The exercise:
Revise the records below by replacing every "Annotation task" with "Labeling task", and keep everything else the same.

Material provided:
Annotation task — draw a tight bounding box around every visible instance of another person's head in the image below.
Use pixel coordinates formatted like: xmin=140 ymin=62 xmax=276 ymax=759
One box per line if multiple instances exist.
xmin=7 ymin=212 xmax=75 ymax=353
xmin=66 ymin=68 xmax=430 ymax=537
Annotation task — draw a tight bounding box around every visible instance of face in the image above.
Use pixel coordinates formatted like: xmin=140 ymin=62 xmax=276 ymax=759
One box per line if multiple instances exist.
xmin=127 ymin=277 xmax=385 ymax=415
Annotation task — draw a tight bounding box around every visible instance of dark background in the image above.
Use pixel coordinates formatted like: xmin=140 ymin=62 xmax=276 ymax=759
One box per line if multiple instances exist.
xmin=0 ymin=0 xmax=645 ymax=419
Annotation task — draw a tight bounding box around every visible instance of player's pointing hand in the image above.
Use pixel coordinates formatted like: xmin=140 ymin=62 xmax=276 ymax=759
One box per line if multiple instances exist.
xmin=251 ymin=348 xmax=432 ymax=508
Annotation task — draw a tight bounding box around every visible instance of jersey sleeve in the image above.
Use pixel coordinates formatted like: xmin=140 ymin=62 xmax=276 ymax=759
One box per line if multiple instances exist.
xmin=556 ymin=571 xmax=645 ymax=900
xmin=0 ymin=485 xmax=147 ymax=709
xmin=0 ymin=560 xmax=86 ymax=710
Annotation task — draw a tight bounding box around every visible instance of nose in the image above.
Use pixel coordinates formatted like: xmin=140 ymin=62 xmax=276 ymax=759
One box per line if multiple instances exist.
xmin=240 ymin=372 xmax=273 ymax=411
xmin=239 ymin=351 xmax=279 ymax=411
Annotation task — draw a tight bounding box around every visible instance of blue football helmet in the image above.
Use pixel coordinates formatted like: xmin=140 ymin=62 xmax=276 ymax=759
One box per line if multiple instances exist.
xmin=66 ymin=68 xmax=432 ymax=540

Output:
Labeling task — draw a tight bounding box around every visible instance of another person's head in the image below.
Use pixel coordinates formatted like: xmin=140 ymin=62 xmax=276 ymax=759
One box per line if multiple instances exist.
xmin=7 ymin=212 xmax=75 ymax=353
xmin=66 ymin=68 xmax=430 ymax=537
Labeling task — draw a tight bounding box around every visible instance of face in the image above.
Use pixel coordinates formatted like: xmin=140 ymin=62 xmax=276 ymax=759
One box per line if multiple instances exist.
xmin=127 ymin=277 xmax=385 ymax=415
Labeling task — draw a tight bounding box around every visible instance of dark background in the image above.
Use pixel coordinates formatted like: xmin=140 ymin=62 xmax=276 ymax=759
One box per line if multiple instances exist.
xmin=0 ymin=0 xmax=645 ymax=419
Labeling task — draw a tight bounding box around every visible instance of player's pointing hand in the image above.
Use pixel coordinates formatted like: xmin=140 ymin=62 xmax=276 ymax=759
One box per line if multiple instances exist.
xmin=251 ymin=348 xmax=432 ymax=508
Labeling task — draw a tight bounding box around every visible instance of jersey sleeve in the image above.
Use pixel coordinates formatted like: xmin=140 ymin=62 xmax=276 ymax=759
One box per line if multiple instances exist.
xmin=556 ymin=571 xmax=645 ymax=900
xmin=0 ymin=485 xmax=147 ymax=709
xmin=0 ymin=560 xmax=86 ymax=710
Labeling task — draw a tight bounding box around every visible instance of nose in the image above.
Use pixel coordinates formatted like: xmin=140 ymin=62 xmax=276 ymax=759
One box per line if multiple instances exist.
xmin=240 ymin=372 xmax=273 ymax=411
xmin=239 ymin=351 xmax=279 ymax=411
Labeling task — draw a tight bounding box around every visible instance of blue football helmet in the image above.
Use pixel coordinates formatted like: xmin=140 ymin=62 xmax=276 ymax=759
One box per line if multiple instances exist.
xmin=66 ymin=68 xmax=432 ymax=540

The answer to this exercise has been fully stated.